• Document extract
*****

And what is a hunt if not the original problem that we sought to solve? Before we hunted other animals more powerful and massive than ourselves, our problems were probably relegated to evading becoming a meal and perhaps how to get a particularly high-perched berry.
The hunt on the other hand, especially for an animal much larger than us, requires coordination and strategy.
We might even ponder so ridiculously as to wonder if the war we wage against one another as countries and world powers is not simply an exercise in that original problem solving ability, like an artificial intelligence that plays against itself in order to level up it’s abilities. It’s without a doubt that if we had an intelligent companion different from human, we would seek to exercise the limits of our own mind against that being.
We do so on an individual and superficial level everyday when we argue with one another.
The wisest of us perhaps stay quiet most of the time, absorbing the tactics, weapons and powers of others, listening and integrating arguments far superior to their own.
With this context in place, let us wonder for a moment what it means to say:
“something about that bugs me.”
Often this is a pretty innocuous statement, directed out only to express annoyance, at some rule or the behavior of someone not present.
But what about a different usage. What about something like “It’s really bugging me that I can’t figure this out.”
What exactly is going on in this sort of instance? While trying to figure anything out, we are ultimately invoking the act of the hunt. We are searching, seeking and primed to spear that answer.

*****

• Dataset content
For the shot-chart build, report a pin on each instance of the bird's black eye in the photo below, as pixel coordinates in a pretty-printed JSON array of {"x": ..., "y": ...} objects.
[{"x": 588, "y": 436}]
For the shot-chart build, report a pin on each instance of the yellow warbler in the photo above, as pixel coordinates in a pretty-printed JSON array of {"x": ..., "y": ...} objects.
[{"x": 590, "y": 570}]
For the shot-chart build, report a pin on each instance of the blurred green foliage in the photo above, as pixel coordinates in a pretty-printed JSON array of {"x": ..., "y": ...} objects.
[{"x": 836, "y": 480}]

*****

• Exercises
(A) Reproduce the part of the passage on hunting and problem solving between "But what about" and "spear that answer.", inclusive.
(B) In the passage on hunting and problem solving, list every thing of others that the wisest of us absorb.

• The answers
(A)
But what about a different usage. What about something like “It’s really bugging me that I can’t figure this out.”
What exactly is going on in this sort of instance? While trying to figure anything out, we are ultimately invoking the act of the hunt. We are searching, seeking and primed to spear that answer.

(B) tactics, weapons, powers